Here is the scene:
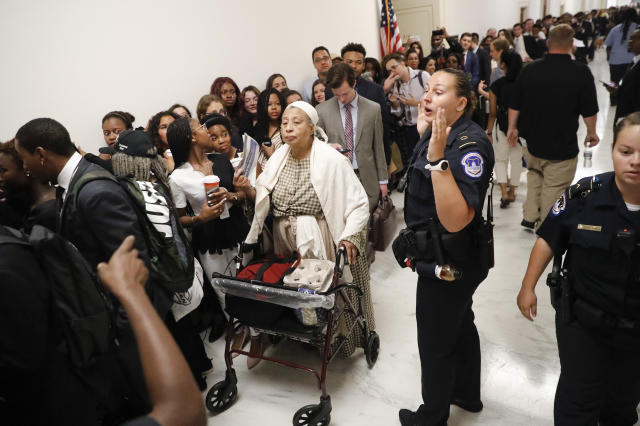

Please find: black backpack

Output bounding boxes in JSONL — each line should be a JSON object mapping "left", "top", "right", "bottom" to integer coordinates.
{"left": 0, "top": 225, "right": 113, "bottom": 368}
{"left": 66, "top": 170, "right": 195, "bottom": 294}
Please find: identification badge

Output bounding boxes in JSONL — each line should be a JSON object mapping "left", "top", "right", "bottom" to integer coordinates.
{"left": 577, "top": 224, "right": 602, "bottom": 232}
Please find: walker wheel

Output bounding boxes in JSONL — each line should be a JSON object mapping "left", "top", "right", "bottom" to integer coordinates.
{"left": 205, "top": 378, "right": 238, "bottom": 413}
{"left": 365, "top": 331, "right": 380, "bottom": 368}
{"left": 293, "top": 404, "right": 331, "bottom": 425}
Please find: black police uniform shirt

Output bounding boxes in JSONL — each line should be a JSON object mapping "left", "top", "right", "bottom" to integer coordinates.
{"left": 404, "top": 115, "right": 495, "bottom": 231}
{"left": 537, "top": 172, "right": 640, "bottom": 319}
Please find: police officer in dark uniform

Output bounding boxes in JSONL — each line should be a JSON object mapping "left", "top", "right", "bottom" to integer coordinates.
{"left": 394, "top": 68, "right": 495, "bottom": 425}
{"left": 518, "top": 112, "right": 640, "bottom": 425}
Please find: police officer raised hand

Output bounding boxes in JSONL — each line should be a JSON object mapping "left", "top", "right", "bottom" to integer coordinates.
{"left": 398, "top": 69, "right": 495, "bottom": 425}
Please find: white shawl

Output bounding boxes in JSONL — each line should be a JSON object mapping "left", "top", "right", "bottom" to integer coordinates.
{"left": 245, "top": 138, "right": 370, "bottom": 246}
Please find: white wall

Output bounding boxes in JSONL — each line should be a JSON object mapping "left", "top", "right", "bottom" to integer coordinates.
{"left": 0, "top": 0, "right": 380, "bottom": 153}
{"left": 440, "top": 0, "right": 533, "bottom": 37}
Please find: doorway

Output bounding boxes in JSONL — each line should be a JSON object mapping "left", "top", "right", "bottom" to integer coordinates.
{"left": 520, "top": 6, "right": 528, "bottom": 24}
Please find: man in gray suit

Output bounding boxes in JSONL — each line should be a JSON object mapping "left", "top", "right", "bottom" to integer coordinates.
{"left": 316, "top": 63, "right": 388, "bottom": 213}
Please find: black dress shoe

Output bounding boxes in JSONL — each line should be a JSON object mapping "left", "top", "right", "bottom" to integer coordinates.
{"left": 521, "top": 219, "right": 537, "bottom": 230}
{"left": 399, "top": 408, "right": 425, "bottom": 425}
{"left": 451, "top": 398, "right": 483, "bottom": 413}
________________________________________
Find where the line with "Please find: walker wheel" sits in the material above, then copy exactly from it through the line with "Please find: man in gray suit". Add no other line.

EXERCISE OUTPUT:
Please find: walker wheel

Output bounding boxes in JSONL — each line should be a JSON object mapping "left", "top", "right", "bottom" to integer coordinates.
{"left": 205, "top": 378, "right": 238, "bottom": 413}
{"left": 365, "top": 331, "right": 380, "bottom": 368}
{"left": 293, "top": 404, "right": 331, "bottom": 425}
Please find: black police uniform shirt

Output bounding boxes in JSONL — each line should be a JSON object mapping "left", "top", "right", "bottom" to integer coordinates.
{"left": 404, "top": 115, "right": 495, "bottom": 231}
{"left": 537, "top": 172, "right": 640, "bottom": 319}
Please find: police officer in dark uniform

Output bounding boxes in JSONL — each line should be a JSON object mapping "left", "top", "right", "bottom" to integer coordinates.
{"left": 394, "top": 68, "right": 495, "bottom": 425}
{"left": 518, "top": 112, "right": 640, "bottom": 425}
Please find: police officer raised hand

Output bounding boxes in JSONL — each line should be a JSON object mapping "left", "top", "right", "bottom" to integer coordinates.
{"left": 398, "top": 69, "right": 495, "bottom": 425}
Please find: white shawl

Output bounding boxes in JSONL — each line should be a JSON object mapping "left", "top", "right", "bottom" to integer coordinates.
{"left": 245, "top": 138, "right": 370, "bottom": 246}
Please find: white wall

Output bounding boxes in JSONL — each line should be a JSON object mapping "left", "top", "right", "bottom" to integer coordinates.
{"left": 0, "top": 0, "right": 380, "bottom": 153}
{"left": 440, "top": 0, "right": 533, "bottom": 37}
Please find: doorway

Output bounding boxes in JSONL — each line should be a JSON object mapping "left", "top", "right", "bottom" to integer coordinates.
{"left": 520, "top": 6, "right": 528, "bottom": 24}
Please find: man in gray suit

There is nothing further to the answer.